## START
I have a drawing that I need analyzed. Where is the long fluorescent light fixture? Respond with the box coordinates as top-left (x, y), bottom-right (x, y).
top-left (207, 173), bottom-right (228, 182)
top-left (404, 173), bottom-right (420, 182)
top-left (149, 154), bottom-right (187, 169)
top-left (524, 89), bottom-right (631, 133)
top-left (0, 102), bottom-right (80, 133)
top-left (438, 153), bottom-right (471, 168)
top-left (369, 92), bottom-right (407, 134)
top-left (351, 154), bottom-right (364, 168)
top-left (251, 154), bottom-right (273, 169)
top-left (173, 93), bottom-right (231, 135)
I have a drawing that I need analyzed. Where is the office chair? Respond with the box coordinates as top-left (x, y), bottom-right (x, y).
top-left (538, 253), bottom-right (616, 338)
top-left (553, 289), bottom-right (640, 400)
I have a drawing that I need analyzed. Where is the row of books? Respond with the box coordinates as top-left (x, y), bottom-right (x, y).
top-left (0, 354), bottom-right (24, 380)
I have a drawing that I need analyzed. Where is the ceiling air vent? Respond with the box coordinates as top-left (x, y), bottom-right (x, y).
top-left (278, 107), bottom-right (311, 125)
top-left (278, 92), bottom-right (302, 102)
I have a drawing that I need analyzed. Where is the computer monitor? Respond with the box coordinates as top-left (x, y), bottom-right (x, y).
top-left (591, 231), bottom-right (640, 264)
## END
> **Task goal**
Convert the material above into a JSON list of strings, with each line as a separate string and blank lines omitted.

> **Written response**
[
  "I have a drawing that I need analyzed. Where is the long fluorescent light fixture? Respond with the box coordinates as top-left (x, y), bottom-right (x, y).",
  "top-left (207, 173), bottom-right (228, 182)",
  "top-left (404, 173), bottom-right (420, 182)",
  "top-left (149, 154), bottom-right (187, 169)",
  "top-left (524, 89), bottom-right (631, 133)",
  "top-left (0, 102), bottom-right (80, 133)",
  "top-left (438, 153), bottom-right (471, 168)",
  "top-left (369, 92), bottom-right (407, 134)",
  "top-left (351, 154), bottom-right (364, 168)",
  "top-left (251, 154), bottom-right (273, 169)",
  "top-left (173, 93), bottom-right (231, 135)",
  "I have a drawing that I need analyzed. Where is the office chair? Respond with the box coordinates as top-left (x, y), bottom-right (x, y).",
  "top-left (538, 253), bottom-right (616, 338)",
  "top-left (553, 289), bottom-right (640, 400)",
  "I have a drawing that I need analyzed. Where is the row of books? Respond with the box coordinates as top-left (x, y), bottom-right (x, y).",
  "top-left (0, 354), bottom-right (24, 380)",
  "I have a drawing that I need analyzed. Where is the ceiling air vent? Respond with the box coordinates as top-left (x, y), bottom-right (x, y).",
  "top-left (278, 107), bottom-right (311, 125)",
  "top-left (278, 92), bottom-right (302, 102)",
  "I have a drawing that I need analyzed. Where is the computer monitor? Respond with the box coordinates as top-left (x, y), bottom-right (x, y).",
  "top-left (591, 231), bottom-right (640, 264)"
]